> **Texte à analyser**
Mes conditions corporelles sont en somme tres bien accordantes à celles de l’ame, il n’y a rien d’allegre : il y a seulement une vigueur pleine et ferme. Je dure bien à la peine, mais j’y dure, si je m’y porte moy?mesme, et autant que mon desir m’y conduit.

Montaigne, Les Essais, Livre II, Chapitre XVII, De la présomption

Introduction

Le texte est un extrait du second livre des Essais de Montaigne, auteur du XVIème siècle, cette œuvre ayant un caractère autobiographique. Il s’agit ici d’un autoportrait et Montaigne a le projet de s’examiner avec sincérité ; mais forcément, un auteur qui fait son autoportrait ne peut être objectif ; celui-ci dépend toujours de la manière dont l’auteur se voit. C’est paradoxal de faire son autoportrait dans un chapitre sur la vanité. Montaigne va donc choisir de se peindre en exagérant ses incapacités.

I. Réflexion générale sur la vieillesse

Cette réflexion est faite à travers :

Le passé qui est marqué par l’équilibre au niveau de la santé et du tempérament (lignes 1 à 6). Il a une bonne constitution mais sans excès : « entre », « non pas … mais », « moyennement ».

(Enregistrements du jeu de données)
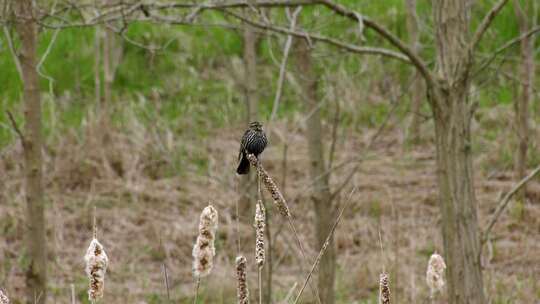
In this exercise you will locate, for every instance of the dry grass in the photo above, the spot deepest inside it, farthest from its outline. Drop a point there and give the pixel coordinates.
(150, 217)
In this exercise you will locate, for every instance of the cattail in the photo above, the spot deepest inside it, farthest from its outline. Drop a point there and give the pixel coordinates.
(260, 223)
(384, 289)
(96, 267)
(3, 298)
(242, 292)
(271, 186)
(204, 250)
(435, 273)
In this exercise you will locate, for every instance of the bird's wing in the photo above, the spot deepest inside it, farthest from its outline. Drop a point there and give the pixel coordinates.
(243, 144)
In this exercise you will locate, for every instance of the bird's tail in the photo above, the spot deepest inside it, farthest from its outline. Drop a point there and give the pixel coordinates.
(243, 167)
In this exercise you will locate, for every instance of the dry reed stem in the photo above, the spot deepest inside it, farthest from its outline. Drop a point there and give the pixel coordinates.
(241, 276)
(3, 298)
(384, 289)
(435, 273)
(96, 268)
(270, 185)
(204, 250)
(260, 224)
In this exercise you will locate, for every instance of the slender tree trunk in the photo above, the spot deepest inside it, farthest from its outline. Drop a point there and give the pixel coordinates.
(453, 113)
(247, 183)
(525, 96)
(36, 274)
(417, 86)
(324, 211)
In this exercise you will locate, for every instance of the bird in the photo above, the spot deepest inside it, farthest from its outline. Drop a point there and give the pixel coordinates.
(253, 142)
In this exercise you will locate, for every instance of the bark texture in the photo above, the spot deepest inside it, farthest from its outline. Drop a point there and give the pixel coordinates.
(526, 94)
(453, 112)
(35, 234)
(322, 202)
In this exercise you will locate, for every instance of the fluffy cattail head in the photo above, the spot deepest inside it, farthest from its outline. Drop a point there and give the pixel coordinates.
(384, 289)
(96, 267)
(242, 292)
(260, 223)
(435, 273)
(204, 250)
(271, 186)
(3, 298)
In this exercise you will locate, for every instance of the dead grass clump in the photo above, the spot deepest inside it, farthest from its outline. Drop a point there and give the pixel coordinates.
(96, 267)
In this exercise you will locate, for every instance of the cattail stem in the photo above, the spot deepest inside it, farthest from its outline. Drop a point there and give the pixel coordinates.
(242, 292)
(283, 208)
(324, 247)
(260, 284)
(384, 289)
(197, 284)
(3, 298)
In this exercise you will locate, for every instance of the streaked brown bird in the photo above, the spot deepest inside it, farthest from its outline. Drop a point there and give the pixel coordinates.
(253, 142)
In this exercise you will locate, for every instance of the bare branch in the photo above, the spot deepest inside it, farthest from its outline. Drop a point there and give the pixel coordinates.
(391, 38)
(283, 65)
(486, 22)
(505, 200)
(506, 46)
(342, 45)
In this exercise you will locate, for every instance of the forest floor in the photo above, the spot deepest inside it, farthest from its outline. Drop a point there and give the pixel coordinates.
(148, 201)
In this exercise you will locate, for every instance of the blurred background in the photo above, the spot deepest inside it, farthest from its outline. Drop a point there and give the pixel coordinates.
(143, 121)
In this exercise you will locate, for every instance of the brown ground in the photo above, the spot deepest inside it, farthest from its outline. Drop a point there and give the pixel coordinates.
(148, 204)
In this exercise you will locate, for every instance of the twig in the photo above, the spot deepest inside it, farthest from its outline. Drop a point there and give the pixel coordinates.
(505, 200)
(309, 36)
(486, 22)
(16, 128)
(504, 47)
(42, 60)
(325, 245)
(13, 52)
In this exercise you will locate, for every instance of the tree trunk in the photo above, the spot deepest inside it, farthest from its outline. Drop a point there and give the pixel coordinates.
(417, 85)
(526, 94)
(452, 112)
(247, 183)
(324, 211)
(36, 274)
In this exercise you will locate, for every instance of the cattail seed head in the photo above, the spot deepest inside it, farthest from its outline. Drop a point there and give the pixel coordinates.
(96, 267)
(271, 186)
(242, 292)
(204, 250)
(3, 298)
(384, 289)
(435, 273)
(260, 224)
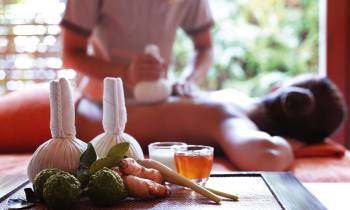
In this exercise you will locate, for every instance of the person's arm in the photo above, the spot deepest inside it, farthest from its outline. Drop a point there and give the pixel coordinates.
(75, 57)
(199, 66)
(203, 58)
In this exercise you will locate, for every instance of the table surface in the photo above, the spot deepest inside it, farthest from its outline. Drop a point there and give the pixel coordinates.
(332, 195)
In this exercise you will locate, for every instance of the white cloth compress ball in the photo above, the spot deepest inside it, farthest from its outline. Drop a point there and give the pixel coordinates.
(152, 91)
(63, 151)
(114, 120)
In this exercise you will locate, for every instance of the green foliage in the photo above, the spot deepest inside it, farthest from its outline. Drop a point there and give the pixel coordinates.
(258, 43)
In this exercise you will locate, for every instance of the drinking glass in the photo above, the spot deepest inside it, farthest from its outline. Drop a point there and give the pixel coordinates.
(194, 162)
(164, 152)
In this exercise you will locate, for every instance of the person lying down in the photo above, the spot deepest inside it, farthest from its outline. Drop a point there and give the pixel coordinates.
(252, 132)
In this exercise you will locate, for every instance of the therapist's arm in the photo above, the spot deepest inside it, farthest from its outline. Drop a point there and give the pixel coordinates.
(198, 68)
(203, 58)
(75, 57)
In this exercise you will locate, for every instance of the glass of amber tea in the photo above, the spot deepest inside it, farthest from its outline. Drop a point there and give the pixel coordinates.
(194, 162)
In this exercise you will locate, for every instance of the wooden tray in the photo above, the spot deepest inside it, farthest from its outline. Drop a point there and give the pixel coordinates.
(266, 190)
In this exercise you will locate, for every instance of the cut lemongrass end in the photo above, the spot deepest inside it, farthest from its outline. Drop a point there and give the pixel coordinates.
(223, 194)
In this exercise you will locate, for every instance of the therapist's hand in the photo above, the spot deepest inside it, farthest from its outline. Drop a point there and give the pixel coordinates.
(145, 68)
(185, 89)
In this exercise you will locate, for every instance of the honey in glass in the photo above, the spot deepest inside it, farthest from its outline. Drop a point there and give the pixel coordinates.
(194, 162)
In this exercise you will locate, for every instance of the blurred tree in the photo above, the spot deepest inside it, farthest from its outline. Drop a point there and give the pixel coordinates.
(258, 43)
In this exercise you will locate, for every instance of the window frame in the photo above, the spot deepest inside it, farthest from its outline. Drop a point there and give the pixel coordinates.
(337, 56)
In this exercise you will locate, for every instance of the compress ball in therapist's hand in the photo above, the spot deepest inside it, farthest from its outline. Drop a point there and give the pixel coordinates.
(152, 91)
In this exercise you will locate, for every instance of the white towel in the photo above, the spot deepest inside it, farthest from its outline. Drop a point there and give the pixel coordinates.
(114, 110)
(62, 121)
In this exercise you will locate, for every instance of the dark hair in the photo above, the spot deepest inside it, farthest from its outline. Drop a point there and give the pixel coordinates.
(314, 110)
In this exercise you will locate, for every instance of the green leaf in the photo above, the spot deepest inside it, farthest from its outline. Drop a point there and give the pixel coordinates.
(115, 154)
(108, 162)
(86, 159)
(119, 150)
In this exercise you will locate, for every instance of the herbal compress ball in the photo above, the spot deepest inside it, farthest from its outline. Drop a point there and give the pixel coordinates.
(106, 188)
(61, 191)
(41, 178)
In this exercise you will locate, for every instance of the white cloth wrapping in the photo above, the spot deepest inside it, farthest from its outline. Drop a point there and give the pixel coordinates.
(114, 110)
(62, 121)
(63, 151)
(114, 120)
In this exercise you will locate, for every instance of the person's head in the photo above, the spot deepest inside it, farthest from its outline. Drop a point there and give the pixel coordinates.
(308, 108)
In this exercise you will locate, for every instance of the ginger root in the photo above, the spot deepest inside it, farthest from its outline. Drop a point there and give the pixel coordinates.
(129, 166)
(141, 182)
(144, 188)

> **À faire**
a - Recopiez le passage du texte sur Montaigne qui s'ouvre sur les mots contenant « Mes conditions corporelles » et se ferme sur « exagérant ses incapacités. ».
b - D'après le texte sur Montaigne, quel est le titre du chapitre des Essais d'où vient l'extrait étudié ?
c - Écrivez la suite du texte sur Montaigne, à partir de sa dernière phrase.

> **Réponses**
a -
Mes conditions corporelles sont en somme tres bien accordantes à celles de l’ame, il n’y a rien d’allegre : il y a seulement une vigueur pleine et ferme. Je dure bien à la peine, mais j’y dure, si je m’y porte moy?mesme, et autant que mon desir m’y conduit.

Montaigne, Les Essais, Livre II, Chapitre XVII, De la présomption

Introduction

Le texte est un extrait du second livre des Essais de Montaigne, auteur du XVIème siècle, cette œuvre ayant un caractère autobiographique. Il s’agit ici d’un autoportrait et Montaigne a le projet de s’examiner avec sincérité ; mais forcément, un auteur qui fait son autoportrait ne peut être objectif ; celui-ci dépend toujours de la manière dont l’auteur se voit. C’est paradoxal de faire son autoportrait dans un chapitre sur la vanité. Montaigne va donc choisir de se peindre en exagérant ses incapacités.

b - De la présomption

c -
Et d’autre part le présent et l’avenir où Montaigne sent que ses forces diminuent, l’abandonnent : « demi être » (ligne 11), « je m’échappe », « me dérobe ». Il voit qu’il ne peut rien contre la fuite du temps : il sait que la vieillesse le mène inévitablement à la mort comme le montre la métaphore « les avenues de la vieillesse » où la vieillesse est comparée à un quartier. Cette opposition l’amène à prendre ses distances par rapport à lui-même et à se poser la question de l’identité : voir verbe de dépossession « je m’échappe », et l’expression « ce ne sera plus moi ».

II. Autoportrait centré sur les incapacités de Montaigne

Opposition avec son père pour le physique (lignes 15 à 17) : son père a des qualités que lui ne possède pas. Montaigne se compare à lui pour souligner leur différence, il le valorise et se dévalorise lui-même avec la généralisation et la négation : « n’en ai point eu », « rien », « on ne m’y a jamais », « nul du tout ». Le parallélisme syntaxique renforce l’opposition.

Les aptitudes sont atténuées et les incapacités accentuées : le fils n’a aucune aptitude sauf à la course, mais cette aptitude est relativisée par la parenthèse qui vient nuancer, et l’adjectif « médiocres », avec la mise au pluriel montrent qu’il ne sort pas du lot : « sauf au courir (en quoi j’étais des médiocres) », « de la musique, ni pour … jamais du rien apprendre ».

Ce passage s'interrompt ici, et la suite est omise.